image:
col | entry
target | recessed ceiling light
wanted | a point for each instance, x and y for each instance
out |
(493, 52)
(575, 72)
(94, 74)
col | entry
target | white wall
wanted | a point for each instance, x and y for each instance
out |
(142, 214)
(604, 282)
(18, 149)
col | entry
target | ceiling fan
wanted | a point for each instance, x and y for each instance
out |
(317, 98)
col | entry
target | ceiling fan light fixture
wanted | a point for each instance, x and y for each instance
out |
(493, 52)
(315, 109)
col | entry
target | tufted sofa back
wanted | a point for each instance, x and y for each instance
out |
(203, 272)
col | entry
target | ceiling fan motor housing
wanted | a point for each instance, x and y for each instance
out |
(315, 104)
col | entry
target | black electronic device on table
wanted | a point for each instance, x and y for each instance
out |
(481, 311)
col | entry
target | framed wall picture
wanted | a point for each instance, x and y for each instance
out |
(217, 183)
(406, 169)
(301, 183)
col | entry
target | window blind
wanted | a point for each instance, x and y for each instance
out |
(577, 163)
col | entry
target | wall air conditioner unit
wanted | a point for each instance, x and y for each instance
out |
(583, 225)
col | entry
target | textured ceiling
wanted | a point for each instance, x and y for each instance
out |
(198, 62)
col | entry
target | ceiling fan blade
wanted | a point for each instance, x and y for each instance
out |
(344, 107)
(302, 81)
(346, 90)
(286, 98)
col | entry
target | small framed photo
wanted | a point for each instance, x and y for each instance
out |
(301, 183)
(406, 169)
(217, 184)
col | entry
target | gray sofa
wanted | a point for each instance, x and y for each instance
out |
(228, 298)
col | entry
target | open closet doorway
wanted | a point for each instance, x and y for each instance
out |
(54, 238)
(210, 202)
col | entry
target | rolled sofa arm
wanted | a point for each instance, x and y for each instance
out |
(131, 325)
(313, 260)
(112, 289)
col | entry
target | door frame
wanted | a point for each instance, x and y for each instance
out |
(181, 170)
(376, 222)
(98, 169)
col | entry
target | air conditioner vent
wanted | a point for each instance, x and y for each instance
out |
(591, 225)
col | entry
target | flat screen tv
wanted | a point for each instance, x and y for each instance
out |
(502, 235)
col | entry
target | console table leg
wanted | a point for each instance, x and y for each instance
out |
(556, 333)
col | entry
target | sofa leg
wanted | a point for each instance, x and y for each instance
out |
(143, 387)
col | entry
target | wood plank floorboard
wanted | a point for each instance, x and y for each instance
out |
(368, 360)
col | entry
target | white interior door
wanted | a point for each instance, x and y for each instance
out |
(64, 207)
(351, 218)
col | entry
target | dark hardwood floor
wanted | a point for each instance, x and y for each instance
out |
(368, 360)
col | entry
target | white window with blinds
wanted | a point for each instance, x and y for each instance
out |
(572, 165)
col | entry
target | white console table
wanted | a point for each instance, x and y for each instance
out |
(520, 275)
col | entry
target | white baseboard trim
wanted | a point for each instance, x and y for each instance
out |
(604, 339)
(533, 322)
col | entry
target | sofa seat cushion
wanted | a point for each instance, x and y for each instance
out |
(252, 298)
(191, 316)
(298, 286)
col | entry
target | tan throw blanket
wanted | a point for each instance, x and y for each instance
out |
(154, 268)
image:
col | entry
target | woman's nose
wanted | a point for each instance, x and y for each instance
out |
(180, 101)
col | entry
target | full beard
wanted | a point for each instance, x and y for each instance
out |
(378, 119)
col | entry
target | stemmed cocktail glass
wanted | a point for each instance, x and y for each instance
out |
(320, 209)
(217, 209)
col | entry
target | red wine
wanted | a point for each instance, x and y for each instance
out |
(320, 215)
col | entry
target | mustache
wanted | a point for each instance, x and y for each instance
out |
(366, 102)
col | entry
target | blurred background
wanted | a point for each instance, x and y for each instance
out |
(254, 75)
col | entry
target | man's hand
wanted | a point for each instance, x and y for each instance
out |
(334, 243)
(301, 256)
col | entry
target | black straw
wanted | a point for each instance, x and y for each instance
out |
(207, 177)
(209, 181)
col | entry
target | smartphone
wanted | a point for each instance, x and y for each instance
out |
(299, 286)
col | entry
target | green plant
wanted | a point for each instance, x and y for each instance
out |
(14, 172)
+-------+
TASK DESCRIPTION: Return the material in full, exactly as shown.

SOLUTION TO THIS PROBLEM:
image:
col | entry
target | recessed ceiling light
wanted | a point for each instance, x and y for each instance
out |
(493, 52)
(575, 72)
(94, 74)
col | entry
target | white wall
wanted | a point for each instance, x and y for each instance
out |
(142, 214)
(604, 282)
(18, 149)
col | entry
target | ceiling fan
wanted | a point for each instance, x and y for each instance
out |
(317, 98)
col | entry
target | ceiling fan light fixture
wanted | a point for each instance, x and y for each instance
out |
(493, 52)
(315, 109)
col | entry
target | tufted sofa back
wanted | a point for each instance, x and y for each instance
out |
(203, 272)
col | entry
target | ceiling fan motor housing
wanted | a point for each instance, x and y for each instance
out |
(315, 104)
col | entry
target | black electronic device on table
wanted | a point for each instance, x and y for each instance
out |
(481, 311)
col | entry
target | framed wall picture
wanted | a point for each instance, x and y for each instance
out |
(217, 183)
(406, 169)
(301, 183)
col | entry
target | window blind
wanted | a point for each instance, x and y for each instance
out |
(577, 163)
col | entry
target | wall air conditioner unit
wanted | a point for each instance, x and y for each instance
out |
(583, 225)
col | entry
target | textured ceiling
wanted | a point for each instance, x and y for each instance
out |
(198, 62)
col | entry
target | ceiling fan blade
wanted | a point for each instance, x and y for each instance
out |
(344, 107)
(302, 81)
(346, 90)
(286, 98)
col | entry
target | small framed photo
wanted | a point for each instance, x and y for each instance
out |
(301, 183)
(406, 169)
(217, 184)
col | entry
target | gray sofa
wanted | a point for each instance, x and y for each instance
out |
(228, 298)
col | entry
target | open closet doorway
wanted | a point for each instance, x and y for each instance
out |
(54, 238)
(210, 202)
col | entry
target | rolled sofa arm
wanted | a point for each instance, x and y for each instance
out |
(131, 325)
(313, 260)
(112, 289)
col | entry
target | door frame
wanted | a point for each instance, x and y for each instance
out |
(181, 170)
(376, 222)
(98, 169)
col | entry
target | air conditioner vent
wanted | a point for each instance, x and y for each instance
out |
(591, 225)
col | entry
target | flat screen tv
wanted | a point for each instance, x and y for each instance
out |
(502, 235)
col | entry
target | console table leg
wanted | a point for each instance, x and y for each instance
out |
(556, 333)
col | entry
target | sofa leg
wanted | a point for each instance, x and y for each instance
out |
(143, 387)
col | entry
target | wood plank floorboard
wanted | a point for each instance, x and y for each instance
out |
(368, 360)
col | entry
target | white interior door
wanted | a point for each instance, x and y for each instance
out |
(64, 207)
(351, 218)
col | entry
target | dark hardwood floor
wanted | a point for each instance, x and y for each instance
out |
(368, 360)
col | entry
target | white window with blinds
wanted | a point for each instance, x and y for each instance
out |
(572, 165)
col | entry
target | white console table
wanted | a point for each instance, x and y for each instance
out |
(520, 275)
col | entry
target | white baseboard trim
wanted | a point for each instance, x and y for each instance
out |
(604, 339)
(533, 322)
col | entry
target | sofa seat cushion
wanted | a point for each instance, x and y for each instance
out |
(252, 298)
(191, 316)
(298, 286)
col | entry
target | tan throw blanket
wanted | a point for each instance, x and y for each instance
out |
(154, 268)
image:
col | entry
target | woman's nose
wanted | a point for each instance, x and y for each instance
out |
(180, 101)
col | entry
target | full beard
wanted | a point for each instance, x and y for each instance
out |
(378, 119)
col | entry
target | stemmed cocktail glass
wanted | a point for each instance, x and y for each instance
out |
(320, 209)
(217, 209)
col | entry
target | red wine
wanted | a point for each instance, x and y for each instance
out |
(320, 215)
col | entry
target | mustache
wanted | a point for each instance, x and y for each instance
out |
(366, 102)
col | entry
target | blurred background
wanted | a point for each instance, x and y for each instance
out |
(254, 75)
col | entry
target | man's hand
wanted | a point for each instance, x and y for each instance
out |
(334, 243)
(301, 256)
col | entry
target | black straw
wanted | a point for each instance, x and y for each instance
out |
(207, 177)
(209, 181)
col | entry
target | smartphone
wanted | a point for each instance, x and y for each instance
out |
(299, 286)
col | entry
target | green plant
wanted | a point for each instance, x and y for each instance
out |
(14, 172)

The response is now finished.